— Start of SUPPLIED MATERIAL —

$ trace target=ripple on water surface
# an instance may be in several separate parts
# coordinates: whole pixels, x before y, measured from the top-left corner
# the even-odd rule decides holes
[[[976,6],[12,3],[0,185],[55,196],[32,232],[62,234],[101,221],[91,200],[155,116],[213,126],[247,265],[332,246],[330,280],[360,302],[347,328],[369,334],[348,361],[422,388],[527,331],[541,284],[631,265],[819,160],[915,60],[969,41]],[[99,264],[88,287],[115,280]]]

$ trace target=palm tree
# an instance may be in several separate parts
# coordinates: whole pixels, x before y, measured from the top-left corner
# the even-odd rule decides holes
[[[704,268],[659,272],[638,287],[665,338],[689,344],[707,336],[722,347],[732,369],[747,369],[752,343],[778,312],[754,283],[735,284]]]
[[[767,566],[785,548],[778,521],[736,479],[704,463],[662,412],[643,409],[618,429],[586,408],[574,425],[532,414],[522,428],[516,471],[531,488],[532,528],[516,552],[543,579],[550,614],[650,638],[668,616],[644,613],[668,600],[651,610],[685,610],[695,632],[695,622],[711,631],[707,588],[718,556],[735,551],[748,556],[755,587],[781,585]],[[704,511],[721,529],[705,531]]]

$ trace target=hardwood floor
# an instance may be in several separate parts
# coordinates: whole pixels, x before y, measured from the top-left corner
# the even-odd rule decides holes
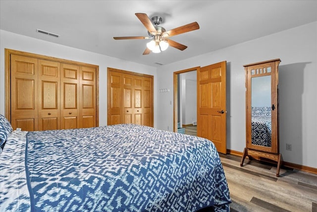
[[[196,136],[196,127],[186,127],[185,134]],[[219,155],[231,212],[317,212],[317,175],[282,167],[276,177],[276,165],[247,157],[241,167],[241,157]]]
[[[247,157],[219,154],[232,201],[232,212],[317,212],[317,175]],[[204,211],[207,212],[208,211]]]

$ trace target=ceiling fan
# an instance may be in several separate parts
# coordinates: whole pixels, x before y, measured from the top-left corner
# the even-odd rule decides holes
[[[199,29],[198,23],[197,22],[194,22],[170,30],[166,31],[163,27],[158,26],[162,21],[161,17],[153,17],[151,22],[148,15],[145,13],[135,13],[135,15],[148,30],[149,37],[114,37],[113,39],[114,40],[151,39],[152,40],[147,44],[147,48],[143,52],[143,55],[148,55],[151,51],[155,53],[159,53],[161,51],[165,51],[168,46],[183,51],[186,49],[187,47],[174,41],[169,38]]]

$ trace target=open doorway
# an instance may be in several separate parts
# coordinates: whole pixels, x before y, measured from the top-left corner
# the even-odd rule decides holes
[[[197,135],[197,68],[174,73],[174,132]]]

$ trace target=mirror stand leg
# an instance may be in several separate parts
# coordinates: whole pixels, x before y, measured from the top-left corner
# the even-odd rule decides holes
[[[282,154],[278,154],[278,158],[277,159],[277,167],[276,167],[276,177],[279,177],[279,169],[281,167],[281,162],[282,160]]]
[[[240,163],[240,166],[243,166],[243,162],[244,161],[244,159],[245,159],[247,154],[248,149],[247,149],[247,147],[245,147],[244,150],[243,150],[243,155],[242,155],[242,158],[241,158],[241,162]]]

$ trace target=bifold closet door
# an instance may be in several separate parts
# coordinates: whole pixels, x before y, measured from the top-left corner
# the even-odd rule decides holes
[[[143,77],[143,86],[142,93],[143,93],[143,101],[142,103],[143,110],[143,119],[142,125],[149,127],[153,127],[152,123],[152,78],[151,77]]]
[[[122,77],[121,73],[108,71],[108,125],[117,125],[122,123]]]
[[[79,128],[79,67],[61,64],[61,129]]]
[[[95,68],[80,67],[80,128],[96,127],[96,69]]]
[[[60,129],[60,64],[38,60],[38,130]]]
[[[11,55],[10,63],[11,125],[38,130],[38,60]]]

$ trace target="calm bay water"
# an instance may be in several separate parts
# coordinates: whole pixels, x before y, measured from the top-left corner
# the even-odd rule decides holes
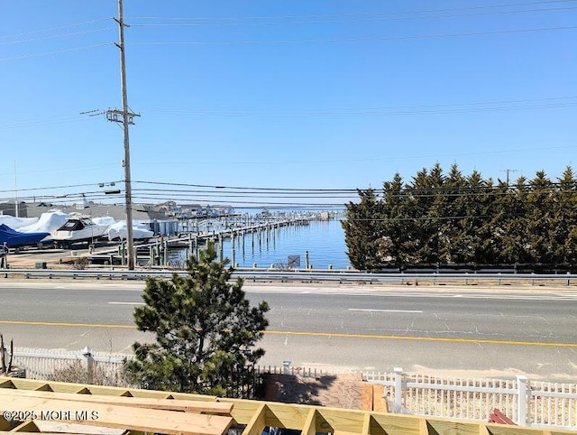
[[[217,252],[220,247],[216,246]],[[231,239],[223,242],[222,253],[229,260],[234,257],[238,267],[267,268],[271,264],[287,265],[288,255],[300,255],[300,268],[306,267],[306,253],[315,269],[346,269],[344,232],[338,219],[314,220],[307,226],[288,226],[259,233],[246,234],[234,239],[234,254]],[[184,255],[184,254],[183,254]]]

— End of SUPPLIED MATERIAL —

_TASK BRIEF:_ Reproduce the records above exactly, leaving out every picture they contain.

_REPLY:_
$ trace target=ripple on water surface
# an instance may be in several separate parts
# coordinates: whole pixels, x before y, measured from the top-left corner
# the even-odd rule decides holes
[[[976,6],[12,3],[0,185],[55,196],[32,232],[62,234],[101,221],[91,200],[155,116],[213,126],[247,265],[332,246],[330,280],[360,302],[347,328],[369,334],[348,361],[422,388],[527,331],[541,284],[631,265],[819,160],[915,60],[969,41]],[[99,264],[88,287],[115,280]]]

$ trace target=palm tree
# an instance may be in several separate parts
# coordinates: whole pixels, x before y, measured from the top-left corner
# the even-odd rule decides holes
[[[704,268],[659,272],[638,287],[665,338],[689,344],[707,336],[722,347],[732,369],[747,369],[752,343],[778,312],[754,283],[735,284]]]
[[[767,566],[785,548],[778,521],[736,479],[704,463],[662,412],[643,409],[618,429],[586,408],[574,425],[532,414],[522,428],[516,471],[531,488],[532,528],[516,552],[543,579],[550,614],[650,638],[668,616],[644,613],[668,600],[651,610],[685,610],[695,632],[695,622],[711,631],[707,588],[718,556],[735,551],[748,556],[755,587],[781,585]],[[704,511],[721,529],[705,531]]]

$ trace target=hardwood floor
# an instance may be in several separate parts
# coordinates: whole pixels, x before y, measured from the top-left corner
# the even-odd rule decides holes
[[[196,136],[196,127],[186,127],[185,134]],[[219,155],[231,212],[317,212],[317,175],[282,167],[276,177],[276,165],[247,157],[241,167],[241,157]]]
[[[247,157],[219,154],[232,201],[232,212],[317,212],[317,175]],[[204,211],[207,212],[208,211]]]

$ trace target=ceiling fan
# an instance may be in several separate parts
# coordinates: whole pixels, x before y, measured from the top-left corner
# the even-odd rule decides holes
[[[199,29],[198,23],[197,22],[194,22],[170,30],[166,31],[163,27],[158,26],[162,21],[161,17],[153,17],[151,22],[148,15],[145,13],[135,13],[135,15],[148,30],[149,37],[114,37],[113,39],[114,40],[151,39],[152,40],[147,44],[147,48],[143,52],[143,55],[148,55],[151,51],[155,53],[159,53],[161,51],[165,51],[168,46],[183,51],[186,49],[187,47],[174,41],[169,38]]]

$ trace target=open doorway
# an instance may be in several separate parts
# coordinates: whole pixels, x before y, measured from the top-left corner
# the even-odd rule decides holes
[[[197,135],[197,68],[174,73],[174,132]]]

$ trace target=mirror stand leg
# an instance may be in several separate parts
# coordinates: whole pixels, x before y, measured from the top-left corner
# the even-odd rule decides holes
[[[282,154],[278,154],[278,158],[277,159],[277,167],[276,167],[276,177],[279,177],[279,169],[281,167],[281,162],[282,160]]]
[[[240,163],[240,166],[243,166],[243,162],[244,161],[244,159],[245,159],[247,154],[248,149],[247,149],[247,147],[245,147],[244,150],[243,150],[243,155],[242,155],[242,158],[241,158],[241,162]]]

$ trace target=bifold closet door
# an instance may be in several separate parts
# coordinates: whole pixels, x before y, measured from the top-left corner
# the even-odd rule decides holes
[[[143,77],[143,86],[142,93],[143,93],[143,101],[142,103],[143,110],[143,119],[142,125],[149,127],[153,127],[152,123],[152,78],[151,77]]]
[[[122,77],[121,73],[108,71],[108,125],[117,125],[122,123]]]
[[[79,128],[79,67],[61,64],[61,129]]]
[[[95,68],[80,67],[80,128],[96,127],[96,69]]]
[[[60,129],[60,64],[38,60],[38,130]]]
[[[11,55],[10,63],[11,125],[38,130],[38,60]]]

$ trace target="calm bay water"
# an instance may be in several separate parts
# coordinates: whole pixels, x before y, measured from the top-left corner
# the even-odd rule decides holes
[[[217,252],[220,247],[216,246]],[[231,239],[223,242],[222,253],[229,260],[234,257],[238,267],[267,268],[271,264],[287,265],[288,255],[300,255],[300,268],[306,267],[306,253],[315,269],[346,269],[344,232],[338,219],[314,220],[307,226],[288,226],[259,233],[246,234],[234,239],[234,254]],[[184,255],[184,254],[183,254]]]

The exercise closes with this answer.